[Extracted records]
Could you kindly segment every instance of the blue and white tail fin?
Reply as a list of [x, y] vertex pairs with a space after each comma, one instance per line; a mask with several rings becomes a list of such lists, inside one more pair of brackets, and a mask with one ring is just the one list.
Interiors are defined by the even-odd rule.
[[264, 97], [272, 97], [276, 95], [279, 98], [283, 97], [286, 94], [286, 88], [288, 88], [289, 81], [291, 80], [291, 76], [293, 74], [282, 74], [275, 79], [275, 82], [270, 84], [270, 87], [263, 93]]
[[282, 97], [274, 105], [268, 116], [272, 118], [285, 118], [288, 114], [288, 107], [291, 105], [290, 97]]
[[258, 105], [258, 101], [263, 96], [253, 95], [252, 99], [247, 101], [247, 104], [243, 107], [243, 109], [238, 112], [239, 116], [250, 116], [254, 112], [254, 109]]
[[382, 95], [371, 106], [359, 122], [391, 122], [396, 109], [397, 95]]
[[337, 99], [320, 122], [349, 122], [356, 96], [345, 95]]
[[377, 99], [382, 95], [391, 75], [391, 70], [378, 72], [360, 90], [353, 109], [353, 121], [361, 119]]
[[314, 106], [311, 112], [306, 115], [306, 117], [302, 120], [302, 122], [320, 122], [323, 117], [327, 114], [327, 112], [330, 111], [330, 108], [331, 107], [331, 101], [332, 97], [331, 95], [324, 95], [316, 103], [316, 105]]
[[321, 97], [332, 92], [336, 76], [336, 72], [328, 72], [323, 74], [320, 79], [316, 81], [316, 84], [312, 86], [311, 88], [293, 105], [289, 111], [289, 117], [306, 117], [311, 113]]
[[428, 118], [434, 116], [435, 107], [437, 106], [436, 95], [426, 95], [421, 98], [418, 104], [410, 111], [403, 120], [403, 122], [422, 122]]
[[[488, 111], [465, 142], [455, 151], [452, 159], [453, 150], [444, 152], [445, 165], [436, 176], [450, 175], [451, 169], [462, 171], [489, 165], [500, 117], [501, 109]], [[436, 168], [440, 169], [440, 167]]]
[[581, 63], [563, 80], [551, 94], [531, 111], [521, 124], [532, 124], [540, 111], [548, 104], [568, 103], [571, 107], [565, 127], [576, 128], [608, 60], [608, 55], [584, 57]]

What is being asked
Lay out the entries as a Markdown table with the columns Number and Entry line, beginning at the first line and stopping after the line that contains "117], [311, 113]]". Give one numbered row per line and omit blank lines.

Task response
| Number | Entry line |
|---|---|
| 1 | Could you kindly segment every instance of the blue and white tail fin? |
| 2 | Reply as a list of [x, y] vertex pairs with a space after each comma, one instance per line; a mask with several rings becomes a list of such lists, inside one more pair of brackets, and a mask with one ring is just the one list. |
| 3 | Interiors are defined by the even-odd rule. |
| 4 | [[264, 97], [272, 97], [276, 95], [279, 98], [283, 97], [286, 94], [286, 88], [288, 88], [289, 81], [291, 80], [291, 76], [293, 74], [282, 74], [275, 79], [275, 82], [270, 84], [270, 87], [263, 93]] |
| 5 | [[282, 97], [274, 105], [268, 116], [272, 118], [285, 118], [288, 114], [288, 107], [291, 105], [290, 97]] |
| 6 | [[258, 105], [258, 101], [263, 96], [253, 95], [252, 99], [247, 101], [247, 104], [243, 107], [243, 109], [238, 112], [239, 116], [250, 116], [254, 112], [254, 109]] |
| 7 | [[382, 95], [371, 106], [359, 122], [391, 122], [396, 109], [397, 95]] |
| 8 | [[337, 99], [320, 122], [349, 122], [356, 96], [345, 95]] |
| 9 | [[377, 99], [382, 95], [391, 75], [391, 70], [378, 72], [360, 90], [353, 109], [353, 121], [361, 119]] |
| 10 | [[314, 106], [311, 112], [306, 115], [306, 117], [302, 120], [302, 122], [320, 122], [323, 117], [327, 114], [327, 112], [330, 111], [330, 108], [331, 107], [331, 101], [332, 97], [331, 95], [324, 95], [316, 103], [316, 105]] |
| 11 | [[321, 97], [332, 92], [336, 76], [336, 72], [328, 72], [323, 74], [320, 79], [316, 81], [316, 84], [312, 86], [311, 88], [293, 105], [289, 111], [289, 117], [306, 117], [311, 113]] |